-- START OF ENTRIES PROVIDED --

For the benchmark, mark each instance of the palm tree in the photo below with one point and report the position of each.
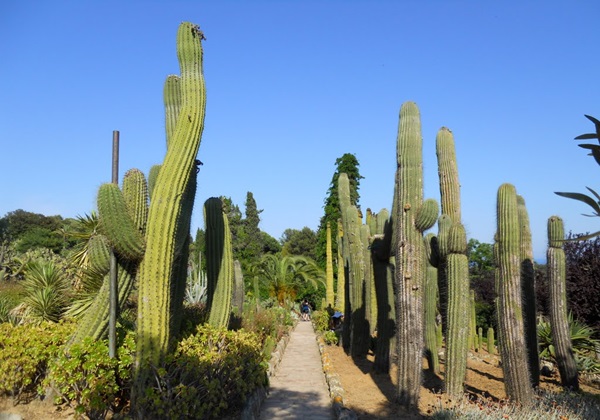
(284, 275)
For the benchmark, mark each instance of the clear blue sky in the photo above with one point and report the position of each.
(293, 85)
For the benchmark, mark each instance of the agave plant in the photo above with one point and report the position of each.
(583, 341)
(195, 290)
(46, 292)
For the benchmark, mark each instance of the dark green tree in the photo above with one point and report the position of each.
(481, 273)
(299, 242)
(253, 248)
(348, 164)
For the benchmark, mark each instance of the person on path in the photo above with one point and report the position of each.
(305, 310)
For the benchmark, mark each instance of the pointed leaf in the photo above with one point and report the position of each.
(592, 119)
(595, 193)
(584, 237)
(589, 146)
(581, 197)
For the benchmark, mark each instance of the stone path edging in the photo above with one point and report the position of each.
(335, 386)
(251, 410)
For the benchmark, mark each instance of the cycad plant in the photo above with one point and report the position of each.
(284, 275)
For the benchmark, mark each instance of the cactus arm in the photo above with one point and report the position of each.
(557, 274)
(513, 351)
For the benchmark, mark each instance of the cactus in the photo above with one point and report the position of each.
(430, 303)
(472, 320)
(354, 263)
(491, 341)
(556, 266)
(131, 212)
(219, 263)
(409, 254)
(340, 301)
(329, 293)
(513, 351)
(528, 293)
(458, 330)
(169, 212)
(383, 277)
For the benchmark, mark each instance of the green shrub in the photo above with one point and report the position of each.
(330, 338)
(582, 339)
(24, 354)
(210, 374)
(320, 320)
(89, 380)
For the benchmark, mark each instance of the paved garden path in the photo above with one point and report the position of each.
(299, 390)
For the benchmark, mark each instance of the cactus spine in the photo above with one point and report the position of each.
(458, 329)
(528, 291)
(329, 293)
(409, 254)
(556, 263)
(512, 345)
(219, 263)
(167, 215)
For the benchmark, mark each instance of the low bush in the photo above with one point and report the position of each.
(320, 320)
(25, 351)
(210, 374)
(330, 338)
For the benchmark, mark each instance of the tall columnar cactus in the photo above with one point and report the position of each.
(512, 345)
(557, 273)
(472, 319)
(383, 277)
(354, 261)
(340, 295)
(413, 216)
(329, 292)
(458, 311)
(169, 209)
(430, 299)
(528, 292)
(219, 263)
(369, 286)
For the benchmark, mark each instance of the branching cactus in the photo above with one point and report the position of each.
(528, 291)
(513, 350)
(123, 217)
(412, 218)
(383, 277)
(219, 263)
(450, 204)
(168, 212)
(430, 299)
(340, 295)
(557, 273)
(458, 311)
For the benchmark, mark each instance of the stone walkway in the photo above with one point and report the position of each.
(299, 390)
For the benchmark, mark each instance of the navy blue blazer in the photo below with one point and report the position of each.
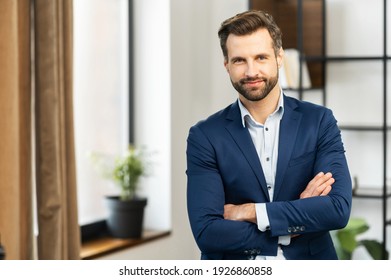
(223, 167)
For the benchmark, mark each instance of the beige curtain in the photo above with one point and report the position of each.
(59, 236)
(15, 129)
(49, 69)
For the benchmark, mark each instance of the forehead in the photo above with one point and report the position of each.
(259, 41)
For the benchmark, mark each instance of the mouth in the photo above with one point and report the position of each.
(253, 83)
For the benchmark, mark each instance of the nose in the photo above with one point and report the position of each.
(251, 70)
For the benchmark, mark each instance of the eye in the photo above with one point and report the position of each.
(237, 60)
(261, 57)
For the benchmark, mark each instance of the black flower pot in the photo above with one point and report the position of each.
(125, 218)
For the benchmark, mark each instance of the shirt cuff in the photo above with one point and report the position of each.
(262, 218)
(264, 223)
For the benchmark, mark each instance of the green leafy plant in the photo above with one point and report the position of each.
(346, 242)
(124, 170)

-- END OF ENTRIES PROVIDED --

• _WHAT TO WORK ON_
Leaving all pictures aside, quote each record exactly.

• _SOLUTION_
For the benchmark, mark each instance of the palm tree in the photo below with one point and report the position of each.
(284, 275)
For the benchmark, mark each instance of the clear blue sky in the photo above with one point and report the position of each.
(293, 85)
For the benchmark, mark each instance of the agave plant in the photo above with one point and report the position of each.
(583, 341)
(195, 290)
(46, 292)
For the benchmark, mark each instance of the dark green tree in the photo above with one point and report the position of each.
(481, 273)
(299, 242)
(253, 248)
(348, 164)
For the benchmark, mark each instance of the person on path in the photo above with one point and report the position of each.
(305, 310)
For the benchmark, mark each instance of the pointed leaf in the photo above with one point and report the position of each.
(592, 119)
(595, 193)
(584, 237)
(589, 146)
(581, 197)
For the benchmark, mark each instance of the stone path edging in the photo above with one point and report the position of each.
(335, 386)
(251, 410)
For the benchmark, mark each instance of the cycad plant in the photo above with one point and report the position of each.
(284, 275)
For the benchmark, mark each instance of the cactus arm in the photo above with one point and report the position of each.
(557, 274)
(513, 351)
For the benchmark, mark each instance of the cactus in the photo above with one point and report the position of each.
(430, 303)
(472, 320)
(354, 263)
(491, 341)
(556, 266)
(131, 212)
(219, 263)
(409, 254)
(340, 301)
(329, 293)
(513, 351)
(528, 293)
(458, 330)
(169, 212)
(383, 277)
For the benchmark, mark each instance of the green shrub in the photo above with one point and report the position of each.
(330, 338)
(582, 339)
(24, 354)
(210, 374)
(320, 320)
(89, 380)
For the benchmark, mark each instance of the paved garden path in the photo above with one point and report the position of each.
(299, 390)
For the benchmark, mark each instance of the cactus spine in the photo above with one point and report the position of each.
(458, 329)
(528, 291)
(329, 293)
(409, 254)
(556, 263)
(512, 345)
(219, 263)
(167, 215)
For the benchmark, mark each instance of the low bush in the photo above with one point and report the position of each.
(320, 320)
(25, 351)
(210, 374)
(330, 338)
For the benchmark, mark each instance of the tall columnar cactus in the photo above with one point and report the position of each.
(512, 345)
(557, 273)
(472, 319)
(383, 277)
(354, 261)
(340, 295)
(413, 216)
(329, 292)
(458, 311)
(169, 209)
(430, 299)
(528, 292)
(219, 263)
(369, 286)
For the benchmark, mark each instance of the branching cactus in the photo above with one point and report the position of each.
(528, 291)
(513, 350)
(123, 217)
(412, 218)
(383, 277)
(219, 263)
(450, 204)
(168, 212)
(430, 299)
(340, 295)
(557, 273)
(458, 311)
For the benchmark, mark each instance of the stone walkway in the photo above with one point and report the position of each.
(299, 390)
For the benchmark, mark each instance of the navy blue blazer in the photo below with one point and report the position of each.
(223, 167)
For the benchmark, mark each instance of the beige curtain in the photo above with one point and report the position of each.
(59, 236)
(15, 129)
(49, 69)
For the benchmark, mark each instance of the forehead in the photo above with one point and report the position of each.
(259, 41)
For the benchmark, mark each instance of the mouth in the photo above with one point and report the position of each.
(253, 83)
For the benchmark, mark each instance of the nose in the photo above with one point and report the position of each.
(251, 70)
For the benchmark, mark each instance of the eye in the photo above with one point and report the position of each.
(237, 60)
(261, 57)
For the benchmark, mark each instance of the black flower pot in the photo above with one point and report the position of each.
(125, 218)
For the benchmark, mark each instance of the shirt cuff in the photo above with one point and report the position of each.
(262, 218)
(264, 223)
For the benchmark, mark each instance of the green leafy plant in the photo above with one point and report the position of each.
(346, 242)
(124, 170)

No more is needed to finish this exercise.